* [Exercise]
Find all lines in the records that include the word "picture", and copy them out.

(Photo-based referring expression data)
━━━━━━
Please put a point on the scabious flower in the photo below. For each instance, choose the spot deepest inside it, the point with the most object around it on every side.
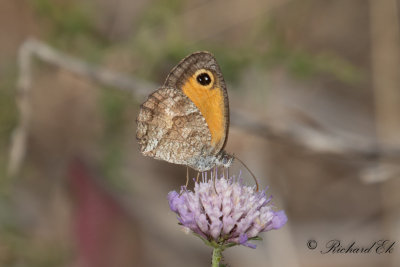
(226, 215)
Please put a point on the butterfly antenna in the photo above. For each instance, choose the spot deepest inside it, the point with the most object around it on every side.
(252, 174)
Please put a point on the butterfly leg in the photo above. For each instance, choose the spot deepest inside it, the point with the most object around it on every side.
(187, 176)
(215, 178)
━━━━━━
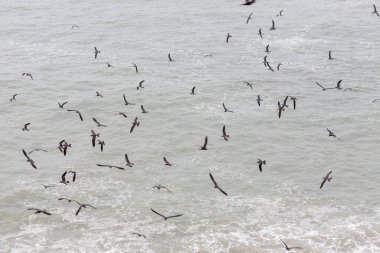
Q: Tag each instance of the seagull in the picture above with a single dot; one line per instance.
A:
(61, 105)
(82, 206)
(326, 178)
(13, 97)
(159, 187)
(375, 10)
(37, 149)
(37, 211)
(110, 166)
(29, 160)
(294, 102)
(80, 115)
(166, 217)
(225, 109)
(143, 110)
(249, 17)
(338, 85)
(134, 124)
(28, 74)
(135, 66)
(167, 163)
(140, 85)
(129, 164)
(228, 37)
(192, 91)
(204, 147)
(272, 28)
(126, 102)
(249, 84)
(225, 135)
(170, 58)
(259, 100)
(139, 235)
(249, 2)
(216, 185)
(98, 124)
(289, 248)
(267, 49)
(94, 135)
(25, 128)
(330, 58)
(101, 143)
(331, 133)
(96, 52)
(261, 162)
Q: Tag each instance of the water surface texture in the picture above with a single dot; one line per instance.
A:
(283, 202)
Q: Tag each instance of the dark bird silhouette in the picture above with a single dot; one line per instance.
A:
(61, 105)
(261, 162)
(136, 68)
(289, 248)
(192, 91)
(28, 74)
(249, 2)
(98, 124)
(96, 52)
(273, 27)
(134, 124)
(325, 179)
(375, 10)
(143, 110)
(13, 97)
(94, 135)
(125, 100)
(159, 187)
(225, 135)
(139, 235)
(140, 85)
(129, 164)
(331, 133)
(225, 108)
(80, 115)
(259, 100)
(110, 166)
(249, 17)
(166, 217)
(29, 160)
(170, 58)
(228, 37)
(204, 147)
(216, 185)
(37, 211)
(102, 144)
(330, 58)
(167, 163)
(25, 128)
━━━━━━
* [Response]
Q: Tag each instance of the seagull in the picture above with a single dot; one line per instance.
Q: Tag each instance of the water surface texture in the picture above with a single dot; one line per instance.
Q: Tag each instance of the dark bird silhouette in the picture above with a single dot; one line per instance.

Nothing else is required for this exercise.